EXTRACT TO READ:
Asian Currency

Indonesia’s Central Bank Stands Pat on Rates Amid Volatility — Update


By Ying Xian Wong

Indonesia's central bank held interest rates steady again as volatility in local markets and the rupiah make the case for policymakers to tread cautiously, even as they continue to leave the door open to cuts.

Domestic unease and heightened uncertainty abroad had economists divided on what Bank Indonesia would do ahead of its decision to keep the benchmark seven-day reverse repo rate at 5.75% on Wednesday.

Six out of nine economists polled by The Wall Street Journal had forecast a hold, while three had projected a 25-basis-point cut, as slowing growth and cooling inflation in Southeast Asia's largest economy suggest space for more monetary easing.

The central bank also held its overnight deposit facility rate at 5.00% and its lending facility rate at 6.50%, keeping policy settings unchanged again after pausing at its prior meeting in February.

The move aligns with the bank's goal of maintaining inflation within the target range while supporting growth, Bank Indonesia Gov. Perry Warjiyo said at a press conference on Wednesday.

The latest decision comes as concerns over Indonesia's economy and recent policy moves sent equities markets tumbling on Tuesday. An impending rate decision by the Federal Reserve is also in focus, and could add to the sense of caution as the rupiah wavers.

The circuit breaker-triggering slide in equities was sparked by a combination of triggers, including a lack of clarity over budget spending allocation and speculation over the finance minister's resignation, DBS senior economist Radhika Rao said in a recent note.

Indonesian stocks extended gains after the Wednesday's rate announcement, with the benchmark index up 1.6% after finishing 3.8% lower overnight.

Warjiyo gave an upbeat view of Indonesia's economic prospects, saying growth remains stable despite global uncertainties, supported by strong household consumption, government spending and rising non-oil exports, particularly of palm oil and motor vehicles.

The central bank expects the economy to expand 4.7% to 5.5% this year, and will continue with policy measures to maintain stability and encourage sustainable growth, he added. Indonesia notched growth of 5.04% last year.

Consumer price growth remained low in February, and Bank Indonesia expects inflation to stay within its 1.5% to 3.5% target range this year, backed by stable core inflation, controlled imported inflation and policy coordination with the government.

PROBLEMS:
1. Reproduce everything in the article on Bank Indonesia's rate decision from "Six out of nine" down to "conference on Wednesday.".
2. In the article on Bank Indonesia's rate decision, what level was the benchmark seven-day reverse repo rate kept at?
3. Pick up the article on Bank Indonesia's rate decision right after its last sentence and keep writing.
You won't need the material that comes after this article.

SOURCE EXCERPT:

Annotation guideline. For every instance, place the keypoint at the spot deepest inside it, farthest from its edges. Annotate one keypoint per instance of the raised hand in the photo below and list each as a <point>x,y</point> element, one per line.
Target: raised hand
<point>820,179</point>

SET OF ANSWERS:
1.
Six out of nine economists polled by The Wall Street Journal had forecast a hold, while three had projected a 25-basis-point cut, as slowing growth and cooling inflation in Southeast Asia's largest economy suggest space for more monetary easing.

The central bank also held its overnight deposit facility rate at 5.00% and its lending facility rate at 6.50%, keeping policy settings unchanged again after pausing at its prior meeting in February.

The move aligns with the bank's goal of maintaining inflation within the target range while supporting growth, Bank Indonesia Gov. Perry Warjiyo said at a press conference on Wednesday.

2. 5.75%

3.
Warjiyo also sounded optimistic about the rupiah, noting that the currency steadied in March after a 1.69% decline in February. Central bank intervention and strong economic prospects should help keep the rupiah stable, Bank Indonesia said.

Some analysts are not so upbeat, seeing more depreciation in store for the Indonesian currency, especially if tariffs fuel more trade and growth concerns.

The rupiah is the worst-performing Asian currency year to date, Capital Economics senior Asia economist Gareth Leather said in a note.

"We expect a little bit of further weakness against the greenback over the coming months, which we think will make the central bank cautious about the pace which it lowers interest rates," he said.

The rupiah has shed about 1.6% versus the dollar so far this year, according to FactSet.

CE now projects a total of 75 basis points in rate cuts by Bank Indonesia this year, down from its earlier forecast of 125 basis points.

Kenanga Investment Bank economist Muhammad Saifuddin Sapuan echoed the cautious view on rupiah, noting pressure from global and domestic uncertainties. He expects Bank Indonesia to maintain its policy stance near term--and possibly for the rest of the year--to support the currency.

For Barclays economist Brian Tan, it seems clear that the central bank wants to cut further but isn't keen to ease aggressively. Policymakers at Bank Indonesia continue to expect only one rate cut from the Fed this year, Tan noted, with the U.S. central bank in no rush to deliver that.

"The issue now is mainly one of timing, especially around the ebb and flow of the IDR," he said, adding that risks are "tilted towards front-loaded easing--especially if there are signs that fiscal policy is potentially providing less support for the economy this year."

Write to Ying Xian Wong at yingxian.wong@wsj.com

(END) Dow Jones Newswires

March 19, 2025 05:54 ET (09:54 GMT)

Copyright (c) 2025 Dow Jones & Company, Inc.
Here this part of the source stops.